■ **Tugas Anda**: Apa saja syarat donor plasma konvalesen yang disebutkan dalam teks tentang terapi plasma konvalesen? Sebutkan semuanya.

Terapi plasma konvalesen belakangan marak dibicarakan sebagai salah satu terapi yang diberikan pada pasien Covid-19. Terapi ini dianggap dapat membantu perbaikan pada pasien Covid-19. Bagaimana terapi plasma konvalesen dilakukan dan seberapa efektif bagi pasien Covid-19?
Mengenal terapi plasma konvalesen pada pasien Covid-19
Ada dua cara untuk membentuk kekebalan pada tubuh manusia yaitu dengan imunisasi aktif dan imunisasi pasif. Imunisasi aktif dilakukan dengan cara vaksinasi, yaitu menyuntikkan vaksin yang berisi virus yang dimatikan dengan harapan tubuh membentuk kekebalan terhadap penyakit tersebut.
Sedangkan imunisasi pasif adalah pemberian antibodi dari luar secara langsung agar sistem kekebalan tubuh tidak perlu membentuk antobodi sendiri. Beberapa contoh imunisasi pasif adalah ketika bayi mendapat antibodi ibu sejak di dalam kandungan, kemudian antibodi yang diberikan melalui ASI, dan salah satunya adalah terapi plasma konvalesen.
Pada pasien Covid-19, memberikan terapi plasma konvalesen pada pasien merupakan cara cepat bagi pasien untuk mendapatkan antibodi sehingga diharapkan dapat mengurangi risiko pasien mengalami perburukan.
Cara melakukan terapi plasma konvalesen
Dilansir dari laman Kemenkes, pemberian plasma konvalesen ini berdasar pada pemahaman bahwa ketika seorang penyintas menglami infeksi virus, dalam tubuhnya akan terbentuk antibodi setelah sembuh. Terapi plasma konvalesen dilakukan dengan memberikan plasma darah dari pasien yang sudah sembuh dari Covid-19 ke dalam tubuh pasien yang terinfeksi Covid-19. Namun tidak semua penyintas Covid-19 bisa menjadi donor plasma konvalesen. Beberapa syarat donor plasma konvalesen di antaranya:
- Pernah terkonfirmasi positif Covid-19 baik dari antigen maupun hasil swab PCR
- Saat memberikan donor dalam kondisi sehat
- Sudah terkonfirmasi negatif Covid-19 dan bebas gejala selama minimal 2 minggu
- Laki-laki, atau perempuan yang belum pernah hamil
- Berat badan minimal 55 kg
- Berusia antara 18-60 tahun
Jika calon donor memenuhi syarat di atas akan dilakukan skrining kemudian pengambilan darah dengan metode apheresis. Proses donor plasma konvalesen umumnya memakan waktu 1 hingga 1,5 jam dengan efek samping salah satunya adalah kesemutan.
Benarkah terapi plasma konvalesen efektif bagi pasien Covid-19?

■ **Data yang Diberikan**:

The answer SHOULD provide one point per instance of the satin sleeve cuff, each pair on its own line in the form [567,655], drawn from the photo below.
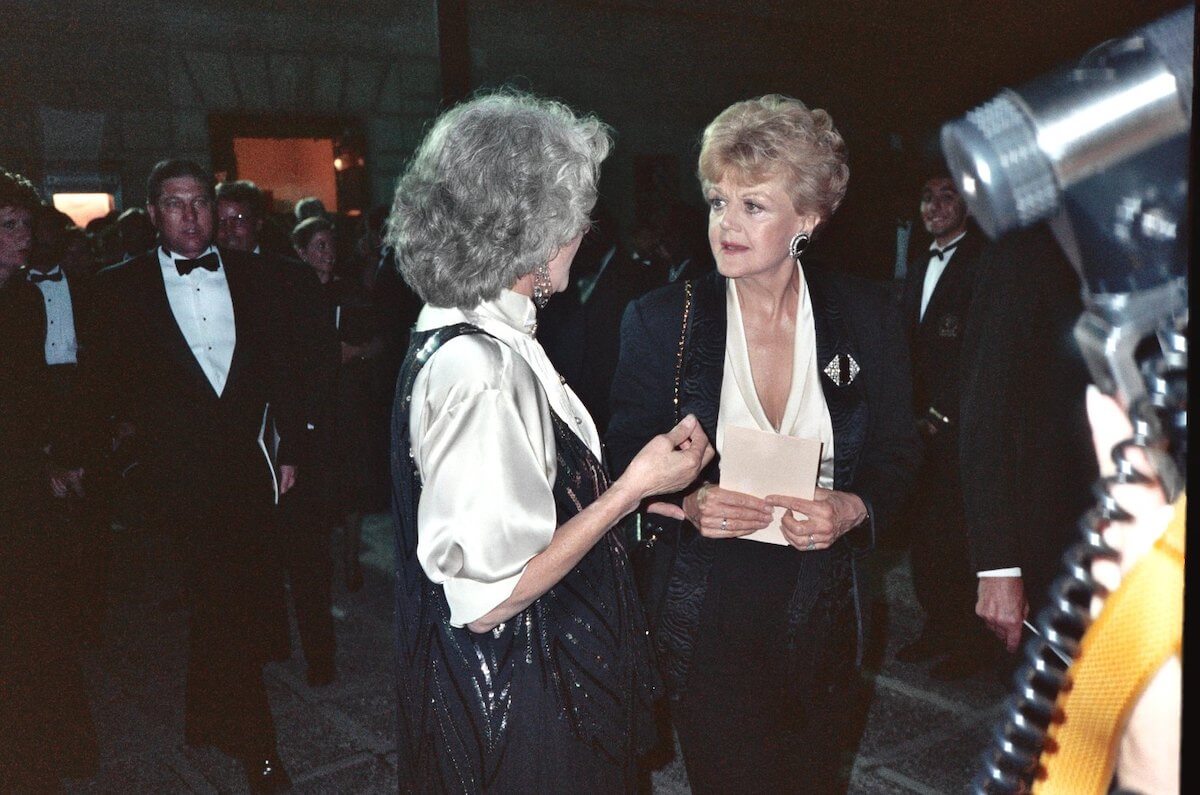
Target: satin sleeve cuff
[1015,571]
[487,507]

--

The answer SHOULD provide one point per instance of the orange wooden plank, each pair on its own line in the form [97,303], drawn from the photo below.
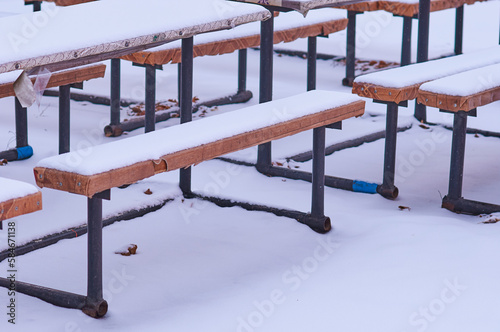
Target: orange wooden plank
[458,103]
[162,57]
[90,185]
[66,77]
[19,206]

■ **Jawaban Anda**:
- Pernah terkonfirmasi positif Covid-19 baik dari antigen maupun hasil swab PCR
- Saat memberikan donor dalam kondisi sehat
- Sudah terkonfirmasi negatif Covid-19 dan bebas gejala selama minimal 2 minggu
- Laki-laki, atau perempuan yang belum pernah hamil
- Berat badan minimal 55 kg
- Berusia antara 18-60 tahun